[What you are asked to do]
Find the line containing "442, row 250." in the material below; copy that line and all following lines exactly.

[Given data]

__________

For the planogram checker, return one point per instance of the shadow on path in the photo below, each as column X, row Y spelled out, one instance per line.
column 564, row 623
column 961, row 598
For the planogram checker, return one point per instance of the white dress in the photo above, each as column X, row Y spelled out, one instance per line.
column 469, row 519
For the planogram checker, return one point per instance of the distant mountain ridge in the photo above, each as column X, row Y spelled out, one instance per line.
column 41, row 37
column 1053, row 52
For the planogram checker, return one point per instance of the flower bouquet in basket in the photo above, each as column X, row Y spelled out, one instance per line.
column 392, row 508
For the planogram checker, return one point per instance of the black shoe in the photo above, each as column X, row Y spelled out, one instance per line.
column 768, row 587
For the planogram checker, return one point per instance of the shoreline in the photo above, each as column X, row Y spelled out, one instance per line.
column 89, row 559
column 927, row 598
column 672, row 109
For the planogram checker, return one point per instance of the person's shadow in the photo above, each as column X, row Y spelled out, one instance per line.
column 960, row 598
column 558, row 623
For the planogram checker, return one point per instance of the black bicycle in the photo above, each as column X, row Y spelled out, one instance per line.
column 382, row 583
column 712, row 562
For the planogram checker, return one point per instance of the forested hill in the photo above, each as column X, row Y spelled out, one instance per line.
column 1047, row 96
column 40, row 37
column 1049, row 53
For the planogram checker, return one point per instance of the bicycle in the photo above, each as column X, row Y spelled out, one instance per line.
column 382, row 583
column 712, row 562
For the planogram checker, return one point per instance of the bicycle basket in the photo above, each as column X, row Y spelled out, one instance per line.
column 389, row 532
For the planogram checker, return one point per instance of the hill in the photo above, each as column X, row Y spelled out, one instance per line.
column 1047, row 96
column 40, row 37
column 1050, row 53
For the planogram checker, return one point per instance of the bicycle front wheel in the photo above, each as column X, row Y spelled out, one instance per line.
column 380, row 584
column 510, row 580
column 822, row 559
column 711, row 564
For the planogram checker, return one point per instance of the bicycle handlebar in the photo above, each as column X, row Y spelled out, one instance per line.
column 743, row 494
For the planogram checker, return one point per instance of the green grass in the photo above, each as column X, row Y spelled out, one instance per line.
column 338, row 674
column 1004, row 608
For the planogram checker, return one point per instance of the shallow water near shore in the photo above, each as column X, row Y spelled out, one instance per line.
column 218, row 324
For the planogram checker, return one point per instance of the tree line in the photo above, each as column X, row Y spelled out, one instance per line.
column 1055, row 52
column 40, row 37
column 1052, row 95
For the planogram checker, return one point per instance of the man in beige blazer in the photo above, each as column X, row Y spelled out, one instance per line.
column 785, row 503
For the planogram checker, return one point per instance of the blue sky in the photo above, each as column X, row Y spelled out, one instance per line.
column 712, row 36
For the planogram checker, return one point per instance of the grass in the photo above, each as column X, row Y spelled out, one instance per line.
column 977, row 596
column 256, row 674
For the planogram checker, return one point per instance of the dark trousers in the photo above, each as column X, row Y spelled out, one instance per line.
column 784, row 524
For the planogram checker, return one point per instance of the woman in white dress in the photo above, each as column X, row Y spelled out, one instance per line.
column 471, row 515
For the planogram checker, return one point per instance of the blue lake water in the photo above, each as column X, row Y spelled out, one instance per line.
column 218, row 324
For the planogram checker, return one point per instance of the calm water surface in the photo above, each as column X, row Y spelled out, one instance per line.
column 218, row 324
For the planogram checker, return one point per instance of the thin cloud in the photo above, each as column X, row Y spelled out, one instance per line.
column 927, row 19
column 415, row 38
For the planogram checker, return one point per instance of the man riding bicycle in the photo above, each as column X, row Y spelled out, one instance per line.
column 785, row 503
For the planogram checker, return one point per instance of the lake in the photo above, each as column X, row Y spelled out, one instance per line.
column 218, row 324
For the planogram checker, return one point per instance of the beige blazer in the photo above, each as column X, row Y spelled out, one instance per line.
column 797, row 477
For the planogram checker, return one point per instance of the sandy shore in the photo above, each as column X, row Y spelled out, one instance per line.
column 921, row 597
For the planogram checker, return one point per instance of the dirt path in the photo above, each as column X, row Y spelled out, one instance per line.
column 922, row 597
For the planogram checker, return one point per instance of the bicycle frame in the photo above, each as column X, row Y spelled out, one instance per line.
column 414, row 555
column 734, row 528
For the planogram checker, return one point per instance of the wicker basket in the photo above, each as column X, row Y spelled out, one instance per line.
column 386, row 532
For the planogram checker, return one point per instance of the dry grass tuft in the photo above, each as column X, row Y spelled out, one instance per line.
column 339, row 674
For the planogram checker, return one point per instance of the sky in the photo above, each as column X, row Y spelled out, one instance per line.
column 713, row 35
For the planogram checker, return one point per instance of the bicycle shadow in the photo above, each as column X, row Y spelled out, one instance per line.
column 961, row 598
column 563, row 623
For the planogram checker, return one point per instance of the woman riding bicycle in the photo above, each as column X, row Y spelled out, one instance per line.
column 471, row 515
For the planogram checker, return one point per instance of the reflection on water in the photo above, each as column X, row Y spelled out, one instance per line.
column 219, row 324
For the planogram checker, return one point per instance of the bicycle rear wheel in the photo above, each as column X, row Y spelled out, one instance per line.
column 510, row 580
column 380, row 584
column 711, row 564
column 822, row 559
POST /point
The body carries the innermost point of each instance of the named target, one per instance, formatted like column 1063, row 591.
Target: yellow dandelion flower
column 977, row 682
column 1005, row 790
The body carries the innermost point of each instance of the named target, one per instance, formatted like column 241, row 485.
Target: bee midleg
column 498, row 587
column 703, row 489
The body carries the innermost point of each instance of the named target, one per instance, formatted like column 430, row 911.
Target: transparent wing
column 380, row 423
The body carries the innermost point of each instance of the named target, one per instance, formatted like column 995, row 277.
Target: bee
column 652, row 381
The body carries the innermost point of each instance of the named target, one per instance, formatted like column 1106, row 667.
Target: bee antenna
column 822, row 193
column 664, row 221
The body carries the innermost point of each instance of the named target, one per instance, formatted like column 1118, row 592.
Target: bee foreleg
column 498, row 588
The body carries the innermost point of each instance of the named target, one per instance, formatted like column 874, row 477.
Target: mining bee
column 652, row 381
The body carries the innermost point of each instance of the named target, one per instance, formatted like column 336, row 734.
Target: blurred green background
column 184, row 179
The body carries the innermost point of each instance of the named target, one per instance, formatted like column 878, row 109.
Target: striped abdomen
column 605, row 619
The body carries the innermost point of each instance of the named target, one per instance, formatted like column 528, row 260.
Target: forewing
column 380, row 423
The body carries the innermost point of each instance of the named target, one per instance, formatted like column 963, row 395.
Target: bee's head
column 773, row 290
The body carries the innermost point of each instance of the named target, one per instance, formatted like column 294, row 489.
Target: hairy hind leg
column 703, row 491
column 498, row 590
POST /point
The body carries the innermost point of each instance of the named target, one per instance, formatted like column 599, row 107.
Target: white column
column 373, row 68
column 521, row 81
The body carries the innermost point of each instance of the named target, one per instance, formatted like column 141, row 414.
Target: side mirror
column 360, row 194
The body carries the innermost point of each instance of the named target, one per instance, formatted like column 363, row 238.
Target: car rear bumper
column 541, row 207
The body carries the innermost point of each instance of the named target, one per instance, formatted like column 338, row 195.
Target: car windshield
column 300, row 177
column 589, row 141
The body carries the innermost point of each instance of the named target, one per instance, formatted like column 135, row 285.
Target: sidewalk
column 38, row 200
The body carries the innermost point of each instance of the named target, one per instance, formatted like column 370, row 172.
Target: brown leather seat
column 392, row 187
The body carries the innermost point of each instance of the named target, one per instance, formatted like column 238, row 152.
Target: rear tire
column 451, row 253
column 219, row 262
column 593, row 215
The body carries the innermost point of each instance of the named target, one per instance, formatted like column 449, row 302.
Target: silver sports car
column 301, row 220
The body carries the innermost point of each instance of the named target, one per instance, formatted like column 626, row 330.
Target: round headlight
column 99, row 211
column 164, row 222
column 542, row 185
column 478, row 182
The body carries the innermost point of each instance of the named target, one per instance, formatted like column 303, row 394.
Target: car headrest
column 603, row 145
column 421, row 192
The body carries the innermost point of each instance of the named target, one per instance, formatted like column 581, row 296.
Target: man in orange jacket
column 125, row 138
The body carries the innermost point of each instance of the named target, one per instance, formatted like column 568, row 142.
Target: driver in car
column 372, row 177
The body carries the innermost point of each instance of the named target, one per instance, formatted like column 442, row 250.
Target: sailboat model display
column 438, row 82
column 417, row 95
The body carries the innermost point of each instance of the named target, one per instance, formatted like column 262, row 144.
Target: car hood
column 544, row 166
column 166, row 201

__________

[Expected answer]
The body carries the innermost point of each instance of the named target, one per instance, formatted like column 442, row 250.
Target: sailboat model display
column 438, row 82
column 417, row 95
The body carries the innermost point of each instance of the named target, one per instance, formatted like column 262, row 144.
Target: car hood
column 544, row 166
column 166, row 201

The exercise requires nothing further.